◆ 取り組む課題
[1] タイ旅行についての文章をもとに答えてください。
(a) バンコク研修旅行は何泊何日の日程でしたか。
(b) 観光ガイドによると、タイ国民の何割以上が仏教徒ですか。
(c) 全てが変化し留まらないことを、仏教では何と呼んでいますか。
[2] タイ旅行についての文章で「栃木の曹洞宗青年会」から始まる段落を、主な事実を残して箇条書きにしてください。

◆ 提示文
########################################
しかしこの寒さからの暖かさ、私は実はちょっと前に熱い地域に行っていたので少し身に覚えが残っているのです。
私は先月下旬、タイに行ってきました。
栃木の曹洞宗青年会、お寺の若手の集まりで、会長職に就いていた人のお疲れ様旅行に久しぶりに海外に出ようと盛り上がり、二泊三日の弾丸スケジュールでバンコク研修旅行をしてきました。
タイは東南アジアの中でも指折りの仏教国で、眺めた観光ガイドでは国民の九割以上が仏教徒の国だそうです。
バンコクでも礼拝のための仏様をお祀りしたお堂がそこかしこにあって、道行く車のフロントには小さな仏様が備えられていたりもしました。
日本と違って石造りの寺院や仏像が多いのは、産出され加工しやすい以上に地震が少ないからなのでしょう。
いつもお墓を新しくする石塔開眼の際にお話ししているのですが、私は石造りの墓や仏像というのは、何年経っても変わることのない石の不変性、長い時を超える永遠性に願いや祈りを託したいという想いから産まれるものだと思っています。
お墓であるなら石の変わり様の無さに故人の存在やご縁を託すことが出来る様に、仏像であるなら尊い方の姿や教えの素晴らしさ有り難さが表され、遠い未来までも変わりなく伝わるように、といった想いから文化や人種の違いなく世界共通に人々が行っていることなのでしょう。
石のような鉱物に対して私達は、あっという間に変化していく有機物の、肉の体に生きています。
私たちは皆、何某かの縁によって結ばれ連なり、生まれ育って、やがて老い枯れ朽ちていきます。
全ては変化していく、留まることはない、ならばそんな変わりゆき捉えることの出来ないものに心縛られ囚われる必要なんて何処にも無い、無いんだ。
仏教ではこれを諸行無常と呼んでいます。
私には、この諸行無常を違う視点で教えてくれた、ある小説を今もはっきりと憶えています。
########################################
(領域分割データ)
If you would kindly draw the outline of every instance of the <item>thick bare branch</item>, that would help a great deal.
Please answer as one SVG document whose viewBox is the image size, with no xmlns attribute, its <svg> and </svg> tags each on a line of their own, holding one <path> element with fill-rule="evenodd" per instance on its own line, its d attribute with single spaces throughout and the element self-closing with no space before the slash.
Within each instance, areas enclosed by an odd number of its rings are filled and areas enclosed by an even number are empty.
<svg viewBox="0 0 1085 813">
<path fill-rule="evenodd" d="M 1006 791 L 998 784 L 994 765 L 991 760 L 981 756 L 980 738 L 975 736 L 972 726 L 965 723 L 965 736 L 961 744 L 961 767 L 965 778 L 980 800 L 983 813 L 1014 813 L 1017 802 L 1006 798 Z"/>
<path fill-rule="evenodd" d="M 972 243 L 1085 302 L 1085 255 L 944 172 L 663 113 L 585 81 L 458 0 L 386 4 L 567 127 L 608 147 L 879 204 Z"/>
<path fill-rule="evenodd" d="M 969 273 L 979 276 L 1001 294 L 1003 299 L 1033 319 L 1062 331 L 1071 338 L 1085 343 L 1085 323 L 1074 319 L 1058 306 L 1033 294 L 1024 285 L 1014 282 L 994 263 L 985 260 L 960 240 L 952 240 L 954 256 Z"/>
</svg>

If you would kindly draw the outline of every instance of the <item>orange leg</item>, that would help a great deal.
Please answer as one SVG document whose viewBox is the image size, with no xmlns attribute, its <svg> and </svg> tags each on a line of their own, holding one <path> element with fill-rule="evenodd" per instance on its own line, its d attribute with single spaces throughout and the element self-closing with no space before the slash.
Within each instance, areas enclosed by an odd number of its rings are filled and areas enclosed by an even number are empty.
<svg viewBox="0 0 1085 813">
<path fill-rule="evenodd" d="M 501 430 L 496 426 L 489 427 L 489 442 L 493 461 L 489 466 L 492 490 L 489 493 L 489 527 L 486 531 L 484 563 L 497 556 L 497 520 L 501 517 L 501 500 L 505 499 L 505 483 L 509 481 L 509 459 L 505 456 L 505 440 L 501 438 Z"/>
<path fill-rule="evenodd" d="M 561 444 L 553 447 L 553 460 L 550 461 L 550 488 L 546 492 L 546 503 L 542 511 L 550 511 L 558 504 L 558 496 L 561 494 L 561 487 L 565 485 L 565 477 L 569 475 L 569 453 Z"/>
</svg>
########################################
◆ 解答例
[1]
(a) 二泊三日
(b) 九割以上
(c) 諸行無常

[2]
- 栃木の曹洞宗青年会（お寺の若手の集まり）での旅行
- 会長職に就いていた人のお疲れ様旅行として企画
- 久しぶりの海外旅行
- 二泊三日の弾丸スケジュールでバンコク研修旅行を実施